### Page extract:
OUD Treatment in U.S. Carceral Institutions

The opioid crisis in the United States began in the mid-90s. Many things contributed to its growth, including Purdue Pharma’s release of the first FDA approved controlled-release opioid, OxyContin. Until that point, opioid pain medications were generally reserved for patients suffering from extreme pain, such as that caused by cancer. OxyContin’s release changed this. Purdue Pharma, controlled by the Sackler family, marketed OxyContin as a nonaddictive opioid, claiming that the slow-release mechanism in the drug removed its addictive qualities (Keefe, 2021). These marketing efforts led to dramatic increases in prescribing rates of what were, in reality, highly addictive opioids. In 2017, the U.S. Department of Health and Human Services declared, for the first time, that the opioid crisis was public health emergency, a declaration which was renewed in June 2024 (HHS). Over the more than two decades that this crisis has gone on, understanding of opioid use disorder (OUD) and addiction, and how to treat it has evolved. Specifically, there has been a slow but steady shift towards the understanding that medication can play an important, and often necessary, role in OUD treatment.

The purpose of these website pages is to show how the opioid crisis and treatment of OUD is evolving in the context of the United States prison industrial complex, with a focus on the provision of medications for opioid use disorder (MOUDs). I seek to explore what the current state of the crisis looks like for incarcerated populations, why it is this way, and to propose a path forward that is rooted in an abolitionist approach to OUD treatment.

I root my analysis in the abolitionist framework proposed in Abolition. Feminism. Now. This theory argues for the eventual rejection of prisons as an acceptable place to house and treat those with substance use disorders. It defines abolition as a complete dismantling of the prison industrial complex. While I accept and agree with this definition, for the purpose of my argument I have chosen to redefine abolitionism in the in the context of OUD treatment in U.S. prisons.

I believe that to make an argument for the necessary short-term solutions to the crisis of addiction treatment in carceral spaces is to make an abolitionist argument because it is an argument that demands a transformation of the operating principles and attitudes present in prison. Prisons are, first and foremost, spaces of punishment. If someone is sent to prison it is because they have done something worth punishing. The implication, then, of sending people with substance abuse disorders to prison is that they are engaging in a behavior worth punishing. Their SUD is a moral failing rather than a disease needing treatment. This means that a carceral approach to substance use disorders is to punish, not to treat. I argue that this punishment often takes two forms: to deny or restrict available and necessary avenues for treatment within prison, and to do little, or nothing at all, in the release process for incarcerated individuals to ensure long-term recovery. Thus, in the short-term, an abolitionist approach to OUD treatment in carceral spaces means devoting any resources necessary to ensure complete access to MOUDs for those that need them, and implementing post-release policies that allow for continued use of MOUDs at the discretion of the formally incarcerated individual.

Items from a dataset
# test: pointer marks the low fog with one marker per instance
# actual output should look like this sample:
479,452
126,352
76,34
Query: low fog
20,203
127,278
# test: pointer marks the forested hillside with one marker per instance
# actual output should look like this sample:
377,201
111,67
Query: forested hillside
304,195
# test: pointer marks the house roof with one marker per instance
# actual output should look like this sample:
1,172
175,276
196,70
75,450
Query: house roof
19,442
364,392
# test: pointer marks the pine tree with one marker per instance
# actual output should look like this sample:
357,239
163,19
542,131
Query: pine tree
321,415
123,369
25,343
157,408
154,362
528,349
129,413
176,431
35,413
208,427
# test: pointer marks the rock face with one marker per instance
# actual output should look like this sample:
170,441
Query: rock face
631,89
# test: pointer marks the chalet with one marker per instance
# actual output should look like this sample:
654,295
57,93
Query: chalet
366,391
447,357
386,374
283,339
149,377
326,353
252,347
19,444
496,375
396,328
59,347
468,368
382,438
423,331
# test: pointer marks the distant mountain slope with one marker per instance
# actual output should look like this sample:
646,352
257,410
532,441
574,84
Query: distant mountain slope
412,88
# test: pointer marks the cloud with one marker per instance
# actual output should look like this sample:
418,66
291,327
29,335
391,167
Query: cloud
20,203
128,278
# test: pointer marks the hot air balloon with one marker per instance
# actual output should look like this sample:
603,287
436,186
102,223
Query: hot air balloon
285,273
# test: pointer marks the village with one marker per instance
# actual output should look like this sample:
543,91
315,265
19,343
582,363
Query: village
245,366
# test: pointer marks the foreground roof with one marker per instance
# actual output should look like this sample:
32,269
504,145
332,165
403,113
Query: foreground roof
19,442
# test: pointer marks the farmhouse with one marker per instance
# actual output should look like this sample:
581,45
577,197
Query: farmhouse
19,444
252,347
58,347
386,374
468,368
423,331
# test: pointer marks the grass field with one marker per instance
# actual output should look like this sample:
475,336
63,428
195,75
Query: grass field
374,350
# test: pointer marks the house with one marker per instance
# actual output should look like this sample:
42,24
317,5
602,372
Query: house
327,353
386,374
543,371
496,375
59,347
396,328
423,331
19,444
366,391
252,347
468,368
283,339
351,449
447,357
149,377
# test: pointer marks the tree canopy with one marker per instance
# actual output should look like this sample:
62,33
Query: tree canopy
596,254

### Activity:
Answer these questions from the OUD treatment page:
1. In what year did the U.S. Department of Health and Human Services first declare the opioid crisis a public health emergency?
2. In which work's abolitionist framework is the analysis rooted?
3. What two forms does the page argue punishment often takes?
These data have nothing to do with the OUD treatment page.

### Solved exercise:
1. 2017
2. Abolition. Feminism. Now.
3. Denying or restricting available and necessary avenues for treatment within prison, and doing little or nothing in the release process to ensure long-term recovery.